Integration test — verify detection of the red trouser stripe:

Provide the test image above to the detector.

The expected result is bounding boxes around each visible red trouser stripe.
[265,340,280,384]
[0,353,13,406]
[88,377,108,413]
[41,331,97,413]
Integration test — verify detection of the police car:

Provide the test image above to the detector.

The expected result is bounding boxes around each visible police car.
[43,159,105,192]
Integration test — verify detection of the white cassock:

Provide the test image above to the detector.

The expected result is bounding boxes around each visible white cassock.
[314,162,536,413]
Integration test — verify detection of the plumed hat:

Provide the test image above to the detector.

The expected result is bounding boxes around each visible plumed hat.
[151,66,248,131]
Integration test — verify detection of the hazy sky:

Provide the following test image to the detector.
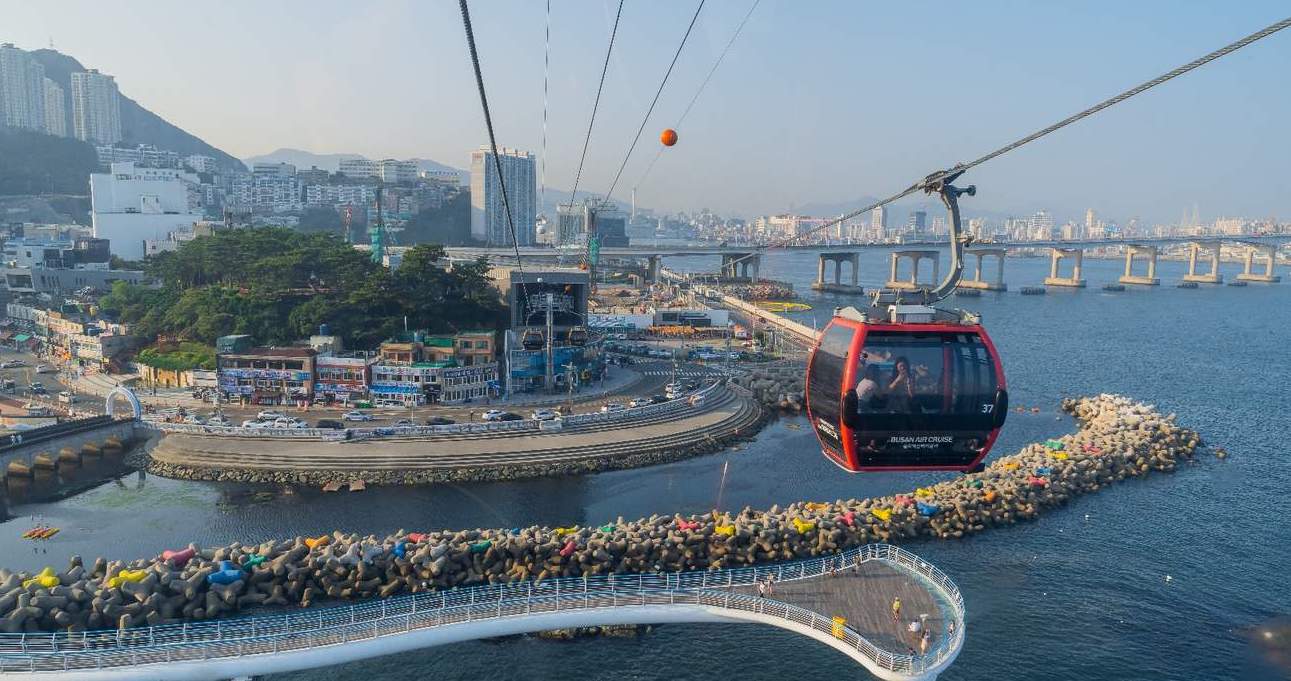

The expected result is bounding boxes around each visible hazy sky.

__EXERCISE DETAILS__.
Give back the entire listing above word for word, leaving out any pictures.

__WRITTEN SOLUTION__.
Integration test — verify detection of the red trouser stripe:

Provide the test image above to the detector.

The expected result is bounding boxes around each visible red trouser stripe.
[265,340,280,384]
[0,353,13,406]
[88,377,108,413]
[41,331,97,413]
Integration test — verify detection of the police car:

Provide the test image above to the detector.

The expected result is bounding boxes around each visible police car.
[43,159,105,192]
Integration test — verify detection of the white cassock:

Provide the test image above to the detector.

The expected result is bounding boxes around each visible white cassock.
[314,162,536,413]
Integration test — verify detection of the plumed hat:

Provide the test image above to the detector.

The expected result is bounding boxes around each visible plumed hat.
[151,66,248,131]
Integration test — verify detection of the hazy sky:

Provide the following test image to the detector.

The expected result is bounding boxes around each visible hazy sky.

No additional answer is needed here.